No pictures should appear in the copy; otherwise retype the entries exactly.

- _DATA_:
>>>>

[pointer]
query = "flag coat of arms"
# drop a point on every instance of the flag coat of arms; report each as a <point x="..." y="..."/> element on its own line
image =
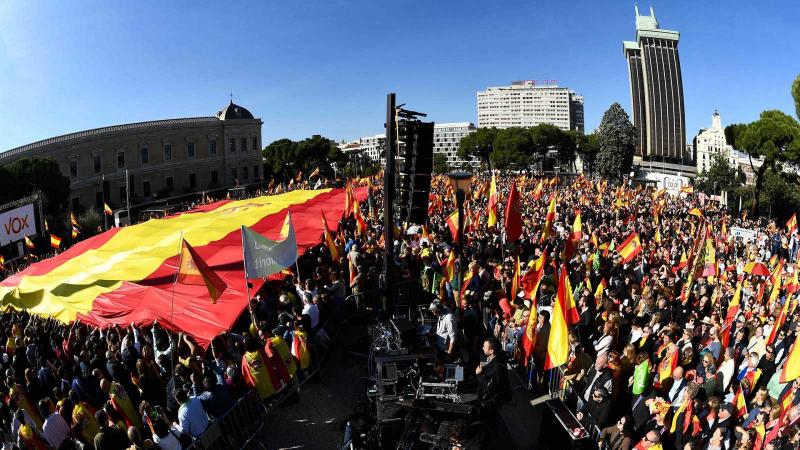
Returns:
<point x="263" y="256"/>
<point x="193" y="270"/>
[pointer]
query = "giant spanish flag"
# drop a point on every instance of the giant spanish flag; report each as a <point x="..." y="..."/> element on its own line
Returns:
<point x="494" y="201"/>
<point x="558" y="342"/>
<point x="125" y="275"/>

<<<<

- _RESULT BELOW_:
[pointer]
query = "flag coat of arms"
# drop a point on every instance of the flag coat of arms; report each as a <point x="..." y="..."/> element on its own line
image =
Returns:
<point x="263" y="256"/>
<point x="193" y="270"/>
[pointer]
query = "giant spanish flag"
# drop a point on every instance of the giant spanish flag; report each as a <point x="..." y="..."/> element on its own line
Returns:
<point x="494" y="201"/>
<point x="558" y="342"/>
<point x="125" y="275"/>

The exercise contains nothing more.